*Actions to take*:
• 1. From the passage on India's foreign policy, reproduce verbatim the portion starting with "In many ways, India’s" and going on through "the years ahead.".
• 2. Render the following sentence from the passage on India's foreign policy into French: "There are three novel features about today’s multipolar world, each with significant implications for Indian statecraft in the years ahead."

*Passage provided*:
India also reconceived its national interest with economic growth as the core objective of foreign policy. This was similar to China’s reform and opening-up policy, whereby rapidly integrating into the global economy became the priority for Indian policymakers. We often refer to this phase as the neoliberal era, where geopolitics was kept in the background to allow economic interdependence to flourish. This phase peaked in 2008, with the Global Financial Crisis marking the beginning of the end of the unipolar moment.
In many ways, India’s foreign and security policies over the past century are a series of reorientations and modifications within a geopolitical discourse and framework conceived by the maritime West, looking at the strategic value of this area from the outside and for their own purposes. A multipolar world setting, with its centre of gravity shifting to Eurasia, will require India to develop an alternative geopolitical framework — looking at the broader region from within, rather than via an offshore great power’s prism whose security imperatives are inevitably going to be different and unpredictable.
Multipolarity and its implications for India
There are three novel features about today’s multipolar world, each with significant implications for Indian statecraft in the years ahead.

*Provided material*:
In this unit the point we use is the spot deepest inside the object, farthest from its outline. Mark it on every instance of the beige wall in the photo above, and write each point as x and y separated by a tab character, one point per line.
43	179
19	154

*Task-by-task outputs*:
• 1.
In many ways, India’s foreign and security policies over the past century are a series of reorientations and modifications within a geopolitical discourse and framework conceived by the maritime West, looking at the strategic value of this area from the outside and for their own purposes. A multipolar world setting, with its centre of gravity shifting to Eurasia, will require India to develop an alternative geopolitical framework — looking at the broader region from within, rather than via an offshore great power’s prism whose security imperatives are inevitably going to be different and unpredictable.
Multipolarity and its implications for India
There are three novel features about today’s multipolar world, each with significant implications for Indian statecraft in the years ahead.

• 2. Le monde multipolaire d'aujourd'hui présente trois caractéristiques inédites, chacune ayant des implications importantes pour l'art de gouverner de l'Inde dans les années à venir.